Could you write out the stretch of the data from the line containing "mushroom for disaster-response mapping." through the line containing "[73,102,87,116]", both ends included, with every line kept in place? Scale each bounding-box coordinate by 1.95 and round it to a whole number, with halves rounded up.

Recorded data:

□ □ □

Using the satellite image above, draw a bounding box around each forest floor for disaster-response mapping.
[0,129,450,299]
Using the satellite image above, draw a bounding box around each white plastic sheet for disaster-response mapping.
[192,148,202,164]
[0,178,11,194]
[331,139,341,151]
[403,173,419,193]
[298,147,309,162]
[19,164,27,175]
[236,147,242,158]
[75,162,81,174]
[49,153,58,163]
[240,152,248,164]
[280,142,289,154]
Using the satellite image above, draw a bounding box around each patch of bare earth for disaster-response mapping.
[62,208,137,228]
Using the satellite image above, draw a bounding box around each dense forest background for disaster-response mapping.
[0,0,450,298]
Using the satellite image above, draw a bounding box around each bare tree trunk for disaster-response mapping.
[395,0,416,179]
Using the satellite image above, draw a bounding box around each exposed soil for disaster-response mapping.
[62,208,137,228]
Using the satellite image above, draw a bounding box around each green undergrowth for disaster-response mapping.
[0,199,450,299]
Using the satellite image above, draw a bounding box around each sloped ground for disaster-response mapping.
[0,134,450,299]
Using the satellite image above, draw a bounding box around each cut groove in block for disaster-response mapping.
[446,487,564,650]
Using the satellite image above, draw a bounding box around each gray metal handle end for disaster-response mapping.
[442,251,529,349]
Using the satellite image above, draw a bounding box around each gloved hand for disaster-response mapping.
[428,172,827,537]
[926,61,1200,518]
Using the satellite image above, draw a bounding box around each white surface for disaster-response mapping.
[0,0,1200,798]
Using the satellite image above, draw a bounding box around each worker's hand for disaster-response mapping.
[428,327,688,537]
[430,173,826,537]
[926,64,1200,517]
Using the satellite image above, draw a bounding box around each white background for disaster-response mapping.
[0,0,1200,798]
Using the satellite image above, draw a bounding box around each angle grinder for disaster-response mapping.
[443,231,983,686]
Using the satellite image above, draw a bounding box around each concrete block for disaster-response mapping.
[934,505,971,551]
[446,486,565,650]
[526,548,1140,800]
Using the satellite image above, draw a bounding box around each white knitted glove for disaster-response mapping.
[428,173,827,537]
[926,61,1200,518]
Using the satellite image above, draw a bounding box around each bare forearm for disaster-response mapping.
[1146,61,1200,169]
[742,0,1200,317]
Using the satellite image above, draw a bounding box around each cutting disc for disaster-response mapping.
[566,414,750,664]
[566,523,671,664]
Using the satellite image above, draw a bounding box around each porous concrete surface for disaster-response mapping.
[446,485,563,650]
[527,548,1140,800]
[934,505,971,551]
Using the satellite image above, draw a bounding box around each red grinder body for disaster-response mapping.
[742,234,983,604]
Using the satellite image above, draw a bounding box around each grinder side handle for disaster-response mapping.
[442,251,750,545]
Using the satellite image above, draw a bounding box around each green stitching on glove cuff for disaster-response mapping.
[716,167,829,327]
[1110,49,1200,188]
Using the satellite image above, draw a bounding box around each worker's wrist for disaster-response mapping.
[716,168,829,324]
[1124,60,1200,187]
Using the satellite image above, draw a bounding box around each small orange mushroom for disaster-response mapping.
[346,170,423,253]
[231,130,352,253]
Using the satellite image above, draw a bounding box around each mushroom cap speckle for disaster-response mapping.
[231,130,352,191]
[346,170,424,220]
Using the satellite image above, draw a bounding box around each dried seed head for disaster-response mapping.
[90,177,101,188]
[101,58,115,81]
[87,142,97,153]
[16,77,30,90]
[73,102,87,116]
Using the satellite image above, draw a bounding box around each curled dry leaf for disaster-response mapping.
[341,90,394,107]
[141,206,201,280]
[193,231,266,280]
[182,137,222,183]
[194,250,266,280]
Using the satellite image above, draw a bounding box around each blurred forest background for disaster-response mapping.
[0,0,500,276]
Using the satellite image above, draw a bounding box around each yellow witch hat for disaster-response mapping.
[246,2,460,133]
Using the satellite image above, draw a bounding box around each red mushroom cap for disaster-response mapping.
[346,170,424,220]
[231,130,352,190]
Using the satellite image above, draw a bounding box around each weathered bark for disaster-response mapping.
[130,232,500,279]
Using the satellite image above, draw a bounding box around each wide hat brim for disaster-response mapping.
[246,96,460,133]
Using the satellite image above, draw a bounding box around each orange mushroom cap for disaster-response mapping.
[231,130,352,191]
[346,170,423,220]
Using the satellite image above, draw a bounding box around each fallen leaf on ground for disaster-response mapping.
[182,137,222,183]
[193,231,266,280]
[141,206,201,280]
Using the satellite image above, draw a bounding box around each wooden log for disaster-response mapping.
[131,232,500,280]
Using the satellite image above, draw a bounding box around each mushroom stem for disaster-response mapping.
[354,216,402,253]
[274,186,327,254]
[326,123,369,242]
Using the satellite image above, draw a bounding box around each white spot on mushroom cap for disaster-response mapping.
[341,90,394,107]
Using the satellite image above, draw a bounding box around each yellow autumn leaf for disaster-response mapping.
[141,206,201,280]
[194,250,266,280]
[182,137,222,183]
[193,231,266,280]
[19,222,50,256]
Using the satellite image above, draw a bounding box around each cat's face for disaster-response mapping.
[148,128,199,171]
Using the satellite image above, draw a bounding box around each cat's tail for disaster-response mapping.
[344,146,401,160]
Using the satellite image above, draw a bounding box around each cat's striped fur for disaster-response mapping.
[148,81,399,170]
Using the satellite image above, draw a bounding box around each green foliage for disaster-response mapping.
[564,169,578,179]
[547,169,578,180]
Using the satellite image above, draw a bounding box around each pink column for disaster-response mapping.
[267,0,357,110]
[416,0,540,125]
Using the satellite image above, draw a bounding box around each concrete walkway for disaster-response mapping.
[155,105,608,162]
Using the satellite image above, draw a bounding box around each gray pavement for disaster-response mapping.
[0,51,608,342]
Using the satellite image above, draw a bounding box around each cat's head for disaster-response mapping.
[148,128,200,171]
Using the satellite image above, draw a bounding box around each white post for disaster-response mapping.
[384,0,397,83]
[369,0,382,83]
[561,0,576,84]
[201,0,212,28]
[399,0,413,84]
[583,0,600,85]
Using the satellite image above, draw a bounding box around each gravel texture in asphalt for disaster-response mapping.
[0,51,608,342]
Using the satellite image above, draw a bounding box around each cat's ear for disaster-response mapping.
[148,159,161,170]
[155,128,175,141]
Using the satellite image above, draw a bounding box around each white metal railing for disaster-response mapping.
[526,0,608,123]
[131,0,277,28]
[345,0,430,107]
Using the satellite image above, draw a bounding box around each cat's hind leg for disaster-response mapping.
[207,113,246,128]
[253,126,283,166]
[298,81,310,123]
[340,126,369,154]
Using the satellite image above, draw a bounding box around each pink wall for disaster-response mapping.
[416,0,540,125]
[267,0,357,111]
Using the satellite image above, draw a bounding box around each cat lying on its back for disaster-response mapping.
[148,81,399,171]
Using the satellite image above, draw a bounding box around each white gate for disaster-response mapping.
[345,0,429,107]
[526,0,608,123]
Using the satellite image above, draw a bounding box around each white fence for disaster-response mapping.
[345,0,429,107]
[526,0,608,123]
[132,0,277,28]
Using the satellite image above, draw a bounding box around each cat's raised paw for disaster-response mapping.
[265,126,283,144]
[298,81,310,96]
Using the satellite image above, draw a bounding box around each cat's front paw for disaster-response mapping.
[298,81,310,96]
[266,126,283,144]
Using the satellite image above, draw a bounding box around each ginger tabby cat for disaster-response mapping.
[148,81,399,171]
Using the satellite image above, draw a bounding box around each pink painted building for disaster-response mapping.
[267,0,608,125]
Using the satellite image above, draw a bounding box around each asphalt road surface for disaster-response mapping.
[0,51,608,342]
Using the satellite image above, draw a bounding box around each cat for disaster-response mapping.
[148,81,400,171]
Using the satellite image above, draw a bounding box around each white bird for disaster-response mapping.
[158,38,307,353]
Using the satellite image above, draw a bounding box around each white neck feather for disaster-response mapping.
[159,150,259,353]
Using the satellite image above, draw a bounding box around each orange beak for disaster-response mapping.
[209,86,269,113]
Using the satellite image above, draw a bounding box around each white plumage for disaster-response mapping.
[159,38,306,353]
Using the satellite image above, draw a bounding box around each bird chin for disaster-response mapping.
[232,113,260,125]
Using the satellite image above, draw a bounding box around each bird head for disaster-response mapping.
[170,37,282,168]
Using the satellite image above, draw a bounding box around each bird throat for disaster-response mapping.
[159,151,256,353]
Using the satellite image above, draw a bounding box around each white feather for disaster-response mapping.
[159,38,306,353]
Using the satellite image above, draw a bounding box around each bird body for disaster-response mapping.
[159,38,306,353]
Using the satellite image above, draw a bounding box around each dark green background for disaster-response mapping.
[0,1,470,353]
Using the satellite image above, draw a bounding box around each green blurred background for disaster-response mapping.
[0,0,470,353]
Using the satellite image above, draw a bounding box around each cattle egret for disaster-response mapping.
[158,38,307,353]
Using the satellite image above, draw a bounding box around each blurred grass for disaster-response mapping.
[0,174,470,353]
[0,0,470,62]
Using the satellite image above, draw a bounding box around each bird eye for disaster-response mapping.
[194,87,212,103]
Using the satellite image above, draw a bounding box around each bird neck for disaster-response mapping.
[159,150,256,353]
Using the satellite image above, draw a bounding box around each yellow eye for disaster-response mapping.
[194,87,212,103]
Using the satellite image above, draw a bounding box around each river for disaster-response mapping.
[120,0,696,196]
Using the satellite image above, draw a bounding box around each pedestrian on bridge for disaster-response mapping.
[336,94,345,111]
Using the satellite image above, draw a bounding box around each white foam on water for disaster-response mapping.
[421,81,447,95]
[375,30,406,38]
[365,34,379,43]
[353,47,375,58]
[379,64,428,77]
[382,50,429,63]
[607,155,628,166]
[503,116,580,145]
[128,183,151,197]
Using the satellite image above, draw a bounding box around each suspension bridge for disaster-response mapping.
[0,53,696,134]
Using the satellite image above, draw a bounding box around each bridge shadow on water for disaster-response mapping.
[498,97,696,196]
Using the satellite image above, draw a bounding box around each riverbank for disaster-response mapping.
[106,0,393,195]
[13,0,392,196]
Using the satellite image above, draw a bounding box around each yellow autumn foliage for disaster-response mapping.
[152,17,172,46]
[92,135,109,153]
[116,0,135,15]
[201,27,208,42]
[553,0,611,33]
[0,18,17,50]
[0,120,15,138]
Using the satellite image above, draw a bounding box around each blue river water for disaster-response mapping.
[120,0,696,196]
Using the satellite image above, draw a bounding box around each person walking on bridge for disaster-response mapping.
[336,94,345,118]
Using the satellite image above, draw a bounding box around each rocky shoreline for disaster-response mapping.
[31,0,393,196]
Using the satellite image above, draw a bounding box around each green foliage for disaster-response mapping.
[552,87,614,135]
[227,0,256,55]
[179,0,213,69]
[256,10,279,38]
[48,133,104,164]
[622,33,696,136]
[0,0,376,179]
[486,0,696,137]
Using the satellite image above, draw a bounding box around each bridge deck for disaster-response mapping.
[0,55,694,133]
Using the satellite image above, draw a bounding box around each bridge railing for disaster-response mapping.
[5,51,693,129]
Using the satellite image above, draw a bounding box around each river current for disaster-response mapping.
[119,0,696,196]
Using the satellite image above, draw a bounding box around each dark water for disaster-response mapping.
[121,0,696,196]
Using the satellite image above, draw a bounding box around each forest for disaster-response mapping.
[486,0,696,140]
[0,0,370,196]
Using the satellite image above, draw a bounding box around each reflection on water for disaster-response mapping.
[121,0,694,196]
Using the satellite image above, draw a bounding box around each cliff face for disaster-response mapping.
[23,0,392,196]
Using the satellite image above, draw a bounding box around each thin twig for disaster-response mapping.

□ □ □

Solution below:
Using the satellite image above, draw a bounding box around each small orange mushroom for disaster-response mapping.
[675,332,825,493]
[450,254,686,493]
Using the satellite image above, draw a bounding box around each mushroom cap speckle for disaster-response mapping.
[450,254,686,372]
[675,332,827,429]
Using the satellite image above, draw a bounding box around each dried seed head for disaster-response mapping.
[176,345,197,367]
[197,113,224,158]
[170,277,189,298]
[31,150,59,176]
[142,199,170,226]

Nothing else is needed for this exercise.